(Beginning of Exercise text)

Fig. 2. p44 levels in the brain of late-onset AD patients, human trisomy 21 neurons, and brain of APP_695/swe and AICDTg mice

(A) Western blot showing levels of p53 and p44 in the brain of AD patients (mean age: 71 yr; range: 67–91 yr; sex: males) and age-matched controls (mean age: 70 yr; range: 66–78 yr; sex: males). Only the nuclear fraction was analyzed. Representative images are shown in the left panel while quantification is shown in the right panel. (B) Neurons differentiated from DS and control iPSCs. (C) Western blot showing increased levels of p44 in neurons differentiated from DS and control iPSCs. Representative images are shown in the left panel while quantification is shown in the right panel. Two independent lines are shown. (D) Western blot showing increased levels of p44 in the brain of APP_695/swe mice. Representative images are shown in the left panel while quantification is shown in the right panel. NTG, non-transgenic/wild-type. (E) Western blot showing increased levels of p44 in the brain of AICDTg mice. Representative images are shown in the left panel while quantification is shown in the right panel. NTG, non-transgenic/wild-type. All values are mean ± sd. **p < 0.005.

(End of Exercise text)
(Beginning of Provided data)

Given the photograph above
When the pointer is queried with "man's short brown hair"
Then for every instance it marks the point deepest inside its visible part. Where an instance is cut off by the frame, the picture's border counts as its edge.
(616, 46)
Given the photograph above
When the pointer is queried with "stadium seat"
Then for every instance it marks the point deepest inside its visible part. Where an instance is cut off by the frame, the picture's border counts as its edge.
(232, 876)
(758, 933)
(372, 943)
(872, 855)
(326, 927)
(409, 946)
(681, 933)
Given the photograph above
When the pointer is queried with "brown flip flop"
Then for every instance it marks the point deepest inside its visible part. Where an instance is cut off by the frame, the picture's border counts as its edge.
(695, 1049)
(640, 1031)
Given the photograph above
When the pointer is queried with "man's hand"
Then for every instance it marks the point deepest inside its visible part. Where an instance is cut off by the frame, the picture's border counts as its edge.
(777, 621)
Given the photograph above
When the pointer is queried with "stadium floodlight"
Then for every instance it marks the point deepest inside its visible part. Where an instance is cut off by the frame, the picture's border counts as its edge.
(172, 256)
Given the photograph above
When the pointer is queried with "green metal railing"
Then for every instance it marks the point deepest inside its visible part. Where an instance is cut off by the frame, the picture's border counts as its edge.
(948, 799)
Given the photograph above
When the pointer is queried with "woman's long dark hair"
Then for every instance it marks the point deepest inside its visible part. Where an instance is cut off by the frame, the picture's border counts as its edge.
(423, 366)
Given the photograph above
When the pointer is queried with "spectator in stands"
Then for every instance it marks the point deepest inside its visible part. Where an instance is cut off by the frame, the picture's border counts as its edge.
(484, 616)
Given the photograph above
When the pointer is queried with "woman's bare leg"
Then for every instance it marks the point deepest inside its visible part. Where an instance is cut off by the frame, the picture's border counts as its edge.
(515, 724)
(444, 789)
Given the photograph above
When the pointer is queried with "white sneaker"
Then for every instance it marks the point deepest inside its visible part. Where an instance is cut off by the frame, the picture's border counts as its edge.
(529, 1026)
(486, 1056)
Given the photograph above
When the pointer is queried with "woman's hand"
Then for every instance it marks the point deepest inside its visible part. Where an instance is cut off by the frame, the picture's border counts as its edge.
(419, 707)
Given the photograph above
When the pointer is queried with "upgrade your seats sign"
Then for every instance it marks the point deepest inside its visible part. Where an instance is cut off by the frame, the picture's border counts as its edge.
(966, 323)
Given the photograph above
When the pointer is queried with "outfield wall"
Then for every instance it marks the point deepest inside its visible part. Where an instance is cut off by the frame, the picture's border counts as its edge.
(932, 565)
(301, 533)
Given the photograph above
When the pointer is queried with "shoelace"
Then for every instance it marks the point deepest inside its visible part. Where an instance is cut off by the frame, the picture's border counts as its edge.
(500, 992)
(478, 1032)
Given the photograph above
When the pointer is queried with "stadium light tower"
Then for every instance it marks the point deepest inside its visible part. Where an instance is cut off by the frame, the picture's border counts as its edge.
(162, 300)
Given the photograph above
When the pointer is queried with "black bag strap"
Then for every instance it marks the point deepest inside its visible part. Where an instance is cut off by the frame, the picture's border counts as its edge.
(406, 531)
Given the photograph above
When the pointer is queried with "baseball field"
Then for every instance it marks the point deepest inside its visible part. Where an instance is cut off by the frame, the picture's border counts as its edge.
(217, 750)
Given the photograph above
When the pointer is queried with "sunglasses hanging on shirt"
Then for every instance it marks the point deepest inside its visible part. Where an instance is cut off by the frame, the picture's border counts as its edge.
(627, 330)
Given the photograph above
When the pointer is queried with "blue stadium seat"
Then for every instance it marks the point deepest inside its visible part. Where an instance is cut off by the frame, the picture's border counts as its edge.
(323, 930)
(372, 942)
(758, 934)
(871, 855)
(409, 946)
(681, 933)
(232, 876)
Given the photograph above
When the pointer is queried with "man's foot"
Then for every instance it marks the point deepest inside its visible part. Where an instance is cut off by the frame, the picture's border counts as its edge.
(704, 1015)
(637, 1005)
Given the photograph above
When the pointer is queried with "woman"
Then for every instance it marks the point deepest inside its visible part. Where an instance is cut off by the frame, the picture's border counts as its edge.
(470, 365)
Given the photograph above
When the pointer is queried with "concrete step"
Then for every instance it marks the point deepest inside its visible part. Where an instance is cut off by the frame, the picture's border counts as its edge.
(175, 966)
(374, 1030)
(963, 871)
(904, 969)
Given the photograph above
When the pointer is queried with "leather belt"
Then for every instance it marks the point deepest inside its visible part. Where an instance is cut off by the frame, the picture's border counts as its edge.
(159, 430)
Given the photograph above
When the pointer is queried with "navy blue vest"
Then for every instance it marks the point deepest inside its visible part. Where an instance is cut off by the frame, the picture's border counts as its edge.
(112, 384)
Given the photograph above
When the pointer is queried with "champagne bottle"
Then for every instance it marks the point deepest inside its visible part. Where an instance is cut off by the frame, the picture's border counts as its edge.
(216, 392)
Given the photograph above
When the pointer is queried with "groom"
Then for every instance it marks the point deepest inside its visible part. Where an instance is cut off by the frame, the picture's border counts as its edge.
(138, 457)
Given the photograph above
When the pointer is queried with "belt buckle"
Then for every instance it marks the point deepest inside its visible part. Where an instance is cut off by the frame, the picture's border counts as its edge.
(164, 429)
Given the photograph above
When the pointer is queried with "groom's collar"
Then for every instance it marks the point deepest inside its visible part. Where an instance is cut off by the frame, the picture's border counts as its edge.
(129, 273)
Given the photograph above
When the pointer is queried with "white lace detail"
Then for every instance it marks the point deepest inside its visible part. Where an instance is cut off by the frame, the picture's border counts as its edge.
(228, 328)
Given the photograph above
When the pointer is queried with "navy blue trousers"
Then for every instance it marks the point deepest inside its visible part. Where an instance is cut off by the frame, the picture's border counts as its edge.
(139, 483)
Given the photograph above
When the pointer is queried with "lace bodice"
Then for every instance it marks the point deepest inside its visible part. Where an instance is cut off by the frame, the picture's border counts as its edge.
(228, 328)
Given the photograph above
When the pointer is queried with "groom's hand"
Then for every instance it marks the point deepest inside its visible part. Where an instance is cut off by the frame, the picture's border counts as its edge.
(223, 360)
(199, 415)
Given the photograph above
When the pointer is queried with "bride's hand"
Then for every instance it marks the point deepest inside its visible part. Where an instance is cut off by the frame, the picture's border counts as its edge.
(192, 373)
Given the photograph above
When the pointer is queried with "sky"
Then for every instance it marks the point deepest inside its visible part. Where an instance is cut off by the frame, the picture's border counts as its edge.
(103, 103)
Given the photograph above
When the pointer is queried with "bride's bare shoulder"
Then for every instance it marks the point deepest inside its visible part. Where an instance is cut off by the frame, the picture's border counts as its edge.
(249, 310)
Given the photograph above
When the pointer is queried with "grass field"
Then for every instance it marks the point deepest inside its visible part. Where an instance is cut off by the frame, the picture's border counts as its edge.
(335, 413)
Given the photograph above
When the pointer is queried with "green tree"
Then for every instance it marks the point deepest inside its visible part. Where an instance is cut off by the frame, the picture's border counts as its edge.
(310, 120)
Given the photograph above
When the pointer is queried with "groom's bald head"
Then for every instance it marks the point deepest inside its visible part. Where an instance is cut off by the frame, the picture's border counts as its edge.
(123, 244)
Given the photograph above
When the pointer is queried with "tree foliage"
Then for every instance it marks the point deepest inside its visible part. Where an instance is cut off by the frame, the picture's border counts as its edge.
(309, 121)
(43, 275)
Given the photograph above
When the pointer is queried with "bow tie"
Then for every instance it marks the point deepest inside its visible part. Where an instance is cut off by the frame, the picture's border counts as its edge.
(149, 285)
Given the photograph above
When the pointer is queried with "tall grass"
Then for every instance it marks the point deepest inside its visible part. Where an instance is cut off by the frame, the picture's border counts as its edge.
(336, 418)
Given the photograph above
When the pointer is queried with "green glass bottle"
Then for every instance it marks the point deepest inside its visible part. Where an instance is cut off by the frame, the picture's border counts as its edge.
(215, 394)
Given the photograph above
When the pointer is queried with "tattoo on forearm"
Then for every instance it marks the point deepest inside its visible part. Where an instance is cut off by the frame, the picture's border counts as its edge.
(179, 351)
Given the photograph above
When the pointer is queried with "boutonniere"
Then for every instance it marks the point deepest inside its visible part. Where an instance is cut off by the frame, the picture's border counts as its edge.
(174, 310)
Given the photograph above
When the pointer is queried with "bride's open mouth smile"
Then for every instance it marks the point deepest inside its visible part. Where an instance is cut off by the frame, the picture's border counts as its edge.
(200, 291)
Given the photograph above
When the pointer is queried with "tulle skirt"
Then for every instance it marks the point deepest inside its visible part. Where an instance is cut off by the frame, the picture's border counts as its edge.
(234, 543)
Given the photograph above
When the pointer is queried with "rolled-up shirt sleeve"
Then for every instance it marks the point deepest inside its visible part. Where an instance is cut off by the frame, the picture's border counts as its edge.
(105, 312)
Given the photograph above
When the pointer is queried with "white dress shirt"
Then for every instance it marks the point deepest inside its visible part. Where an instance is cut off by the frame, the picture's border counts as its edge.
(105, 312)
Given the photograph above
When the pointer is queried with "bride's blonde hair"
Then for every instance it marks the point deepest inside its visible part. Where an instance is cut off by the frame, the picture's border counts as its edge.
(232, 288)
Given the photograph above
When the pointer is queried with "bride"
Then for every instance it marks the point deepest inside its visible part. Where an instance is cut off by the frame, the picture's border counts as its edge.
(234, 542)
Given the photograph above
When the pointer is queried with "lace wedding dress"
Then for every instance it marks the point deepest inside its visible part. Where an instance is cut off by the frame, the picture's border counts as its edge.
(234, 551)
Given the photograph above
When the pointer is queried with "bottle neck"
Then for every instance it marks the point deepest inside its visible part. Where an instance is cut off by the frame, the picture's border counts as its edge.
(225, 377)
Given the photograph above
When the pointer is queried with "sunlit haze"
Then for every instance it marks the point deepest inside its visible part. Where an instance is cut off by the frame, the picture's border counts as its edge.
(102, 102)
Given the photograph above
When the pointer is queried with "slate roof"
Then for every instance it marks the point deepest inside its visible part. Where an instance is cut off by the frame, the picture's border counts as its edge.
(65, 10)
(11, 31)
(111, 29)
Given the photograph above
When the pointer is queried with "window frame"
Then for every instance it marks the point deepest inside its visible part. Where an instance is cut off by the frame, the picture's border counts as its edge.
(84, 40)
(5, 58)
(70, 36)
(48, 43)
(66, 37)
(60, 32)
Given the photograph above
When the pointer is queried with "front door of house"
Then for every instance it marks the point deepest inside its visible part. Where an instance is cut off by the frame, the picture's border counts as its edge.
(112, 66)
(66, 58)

(End of Provided data)

Using the figure legend, explain what the left and right panels show in the Western blot parts of the figure. The material plays no part in the task.

● Output for this task: In parts A, C, D and E, the left panel shows representative Western blot images. The right panel shows the quantification, with all values given as mean ± sd.